**Passage cité:**
Ou comment relier la Grèce à la Catalogne en 4 jours.
Moi j’aime les choses bien préparées. Quand on me dit « Ce soir on dormira dans une maison et on mangera du poisson dans un restaurant », faut pas me vendre à 6 heures du soir qu’on va planter la tente dans un champ d’orangers, oranges qui vont d’ailleurs fournir de dessert après le plat de pâtes du dîner, vu que c’est le seul féculent et le seul fruit qu’on a sous la main. Du coup, par nature, les aléas, j’aurai tendance à ne pas les provoquer.
Papa, lui, il n’est pas précautionneux comme ça. Quant à la nuit tombée, sur le chemin du port de Patras, il lâche tout goguenard à Maman » Tu sais, ce voyage est vraiment lisse, hormis le problème du passeport, il ne nous est presque rien arrivé, je veux dire, ces petits inconvénients qui font dérailler le quotidien », c’est clairement une insulte à toutes les divinités grecques qui veillent sur notre voyage et prennent soin de ne pas éteindre la bonne étoile qui nous suit depuis des semaines.

Entrées de données extraites:
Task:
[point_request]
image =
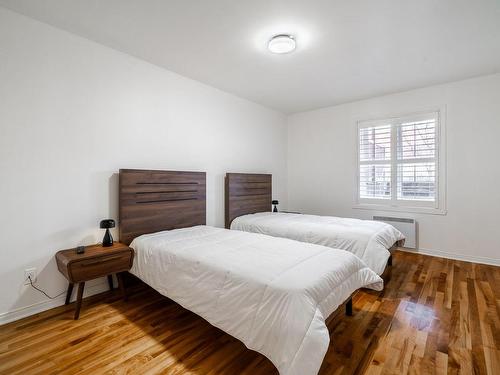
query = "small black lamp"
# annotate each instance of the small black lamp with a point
(108, 239)
(275, 204)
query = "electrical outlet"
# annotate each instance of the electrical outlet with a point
(29, 273)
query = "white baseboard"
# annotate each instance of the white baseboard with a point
(38, 307)
(455, 256)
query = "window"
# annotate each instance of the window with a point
(399, 164)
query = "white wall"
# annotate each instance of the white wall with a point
(72, 113)
(322, 164)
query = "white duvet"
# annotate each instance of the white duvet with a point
(368, 240)
(273, 294)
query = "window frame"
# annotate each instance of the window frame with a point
(438, 206)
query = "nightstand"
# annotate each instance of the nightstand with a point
(96, 261)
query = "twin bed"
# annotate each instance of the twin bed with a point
(274, 294)
(248, 208)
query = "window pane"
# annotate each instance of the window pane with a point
(375, 181)
(417, 181)
(417, 140)
(375, 143)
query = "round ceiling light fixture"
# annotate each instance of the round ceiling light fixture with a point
(282, 43)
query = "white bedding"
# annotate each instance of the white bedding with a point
(368, 240)
(273, 294)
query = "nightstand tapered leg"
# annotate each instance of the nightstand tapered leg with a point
(110, 282)
(81, 286)
(121, 285)
(68, 293)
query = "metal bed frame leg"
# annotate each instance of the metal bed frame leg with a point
(348, 307)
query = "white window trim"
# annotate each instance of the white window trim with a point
(439, 208)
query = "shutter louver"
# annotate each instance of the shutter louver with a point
(398, 161)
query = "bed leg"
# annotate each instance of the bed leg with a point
(348, 307)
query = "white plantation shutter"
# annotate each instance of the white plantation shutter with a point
(398, 161)
(375, 168)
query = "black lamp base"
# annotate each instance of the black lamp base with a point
(108, 239)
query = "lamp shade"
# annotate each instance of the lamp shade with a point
(107, 223)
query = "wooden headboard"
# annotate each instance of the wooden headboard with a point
(246, 193)
(152, 201)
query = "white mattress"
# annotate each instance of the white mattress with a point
(273, 294)
(368, 240)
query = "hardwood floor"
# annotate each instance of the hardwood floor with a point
(435, 316)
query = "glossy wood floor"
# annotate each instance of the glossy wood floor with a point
(435, 316)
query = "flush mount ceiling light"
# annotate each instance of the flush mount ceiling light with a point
(282, 43)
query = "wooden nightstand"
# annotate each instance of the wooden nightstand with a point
(97, 261)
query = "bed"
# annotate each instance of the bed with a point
(248, 208)
(273, 294)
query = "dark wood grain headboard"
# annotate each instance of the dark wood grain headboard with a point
(246, 193)
(152, 201)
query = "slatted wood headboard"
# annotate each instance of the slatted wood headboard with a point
(152, 201)
(246, 193)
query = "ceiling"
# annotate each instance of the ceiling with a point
(346, 50)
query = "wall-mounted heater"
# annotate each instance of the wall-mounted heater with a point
(406, 226)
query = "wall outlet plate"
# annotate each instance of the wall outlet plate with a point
(29, 272)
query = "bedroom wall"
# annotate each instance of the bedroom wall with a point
(322, 164)
(72, 114)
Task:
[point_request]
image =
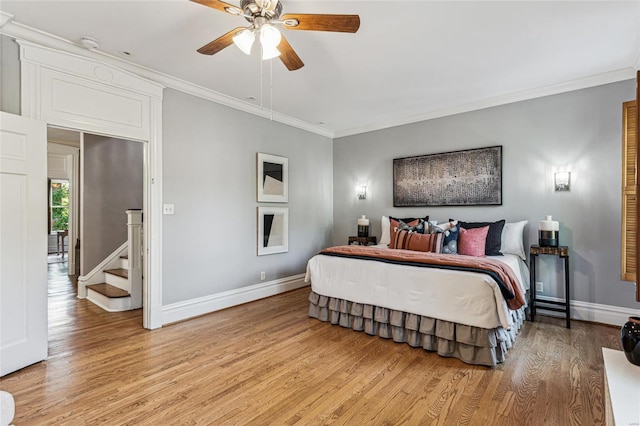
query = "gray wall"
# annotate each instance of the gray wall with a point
(9, 76)
(112, 184)
(578, 131)
(209, 174)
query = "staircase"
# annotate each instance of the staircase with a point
(116, 283)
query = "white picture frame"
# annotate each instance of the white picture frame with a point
(273, 178)
(273, 230)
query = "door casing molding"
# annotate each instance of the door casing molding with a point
(74, 92)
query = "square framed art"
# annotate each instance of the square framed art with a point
(273, 178)
(273, 230)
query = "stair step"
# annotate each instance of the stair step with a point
(108, 290)
(119, 272)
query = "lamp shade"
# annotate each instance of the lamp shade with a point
(244, 40)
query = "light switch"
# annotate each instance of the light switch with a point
(169, 209)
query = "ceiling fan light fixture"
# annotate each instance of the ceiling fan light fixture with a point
(244, 40)
(270, 37)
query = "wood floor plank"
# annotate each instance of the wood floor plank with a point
(266, 362)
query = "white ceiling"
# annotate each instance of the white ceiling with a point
(410, 60)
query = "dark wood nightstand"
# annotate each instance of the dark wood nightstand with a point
(363, 241)
(550, 305)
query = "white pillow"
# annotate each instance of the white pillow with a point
(512, 235)
(385, 238)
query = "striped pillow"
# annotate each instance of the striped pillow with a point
(417, 242)
(471, 242)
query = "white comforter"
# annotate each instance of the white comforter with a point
(463, 297)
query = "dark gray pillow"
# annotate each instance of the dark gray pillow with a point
(494, 236)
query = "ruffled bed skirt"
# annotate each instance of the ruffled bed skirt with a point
(472, 345)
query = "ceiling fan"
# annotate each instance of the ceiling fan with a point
(264, 15)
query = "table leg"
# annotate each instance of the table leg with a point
(566, 289)
(532, 287)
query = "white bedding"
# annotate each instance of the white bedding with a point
(463, 297)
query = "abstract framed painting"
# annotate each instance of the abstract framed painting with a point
(273, 178)
(273, 230)
(472, 177)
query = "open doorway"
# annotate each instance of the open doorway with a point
(58, 202)
(87, 211)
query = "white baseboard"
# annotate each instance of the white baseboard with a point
(215, 302)
(585, 311)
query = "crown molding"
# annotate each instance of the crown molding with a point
(23, 33)
(5, 18)
(583, 83)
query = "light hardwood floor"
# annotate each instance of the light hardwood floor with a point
(267, 363)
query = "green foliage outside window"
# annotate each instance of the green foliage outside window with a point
(59, 206)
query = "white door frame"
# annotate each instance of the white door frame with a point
(71, 91)
(23, 277)
(69, 158)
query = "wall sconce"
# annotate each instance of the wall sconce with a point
(562, 181)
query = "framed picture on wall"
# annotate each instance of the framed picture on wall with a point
(273, 178)
(472, 177)
(273, 230)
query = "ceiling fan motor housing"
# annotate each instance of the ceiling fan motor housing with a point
(257, 8)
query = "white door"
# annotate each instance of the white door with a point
(23, 242)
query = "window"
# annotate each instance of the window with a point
(59, 203)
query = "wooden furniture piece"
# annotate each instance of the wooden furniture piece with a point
(363, 241)
(621, 387)
(60, 240)
(550, 305)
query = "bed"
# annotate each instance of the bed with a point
(453, 311)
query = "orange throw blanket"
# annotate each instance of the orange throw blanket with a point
(513, 295)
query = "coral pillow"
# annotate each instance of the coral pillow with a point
(417, 242)
(472, 242)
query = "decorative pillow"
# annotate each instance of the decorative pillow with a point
(450, 236)
(417, 242)
(386, 225)
(494, 237)
(472, 242)
(512, 242)
(409, 222)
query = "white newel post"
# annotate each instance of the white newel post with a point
(134, 227)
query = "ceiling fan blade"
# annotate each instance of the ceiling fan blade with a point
(221, 6)
(288, 56)
(220, 43)
(316, 22)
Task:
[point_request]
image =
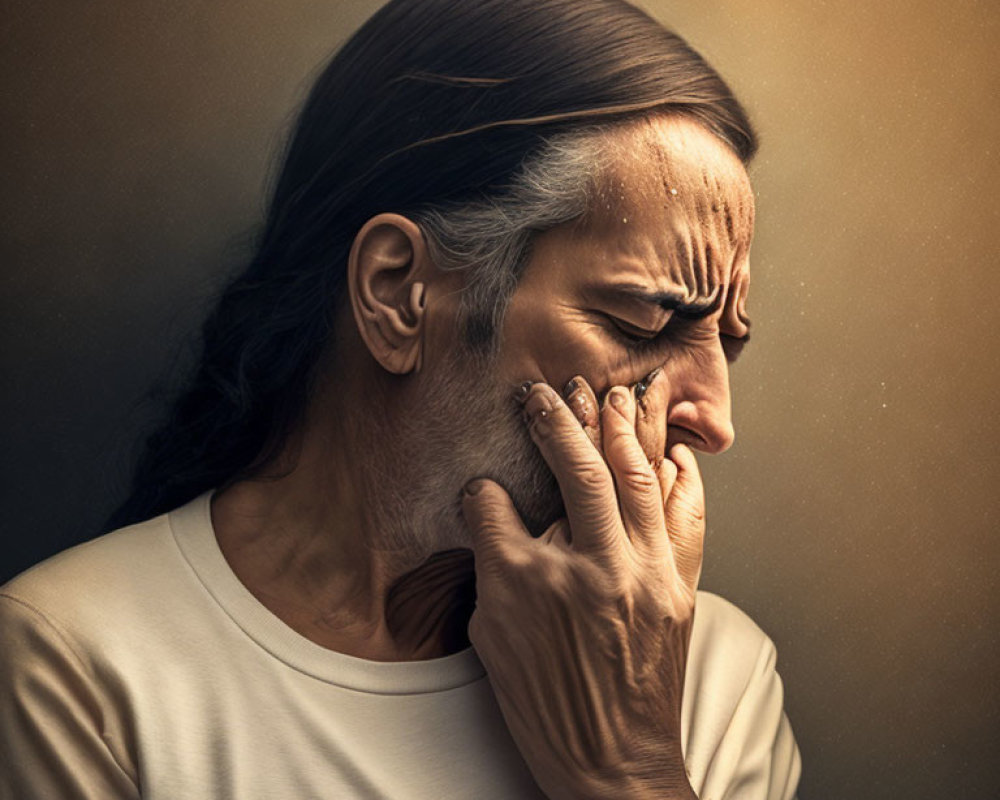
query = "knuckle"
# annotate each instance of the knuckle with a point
(639, 478)
(591, 477)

**Consignes de l'exercice:**
1. D'après le récit de voyage, vers quel port la famille se dirige-t-elle à la nuit tombée ?
2. Reprenez le récit de voyage à la suite de sa dernière phrase.

**Réponses par consigne:**
1. Vers le port de Patras.

2.
Pourquoi provoquer les Dieux, alors que devant nous on avait encore un trajet en bateau pour traverser la Mer Adriatique, de Patras (Grèce) à Brindisi (Italie), une journée de transition en train et une autre en vélo dans la botte italienne pour rejoindre la côte ouest à Civitavecchia (un port non loin de Rome), avant une nouvelle longue navigation jusqu’à Barcelone.
Alors bien sûr, la bonne étoile, elle a scintillé un petit moment encore, puis elle a commencé à clignoter, comme un appel de détresse, de manière de plus en plus espacée, de plus en plus faible, comme si elle nous disait « Désolée, je vous laisse, bonne chance, vous en aurez bien besoin ! » et elle s’est éteinte. Moi du fond de ma carriole, j’ai bien vu tout ça, la provoc’ de Papa, le silence courroucé des Dieux, et surtout cette étoile qui nous abandonnait contre son gré, rapatriée au bercail par les puissances du ciel. Je n’ai rien dit, mais la suite des évènements m’a donné raison.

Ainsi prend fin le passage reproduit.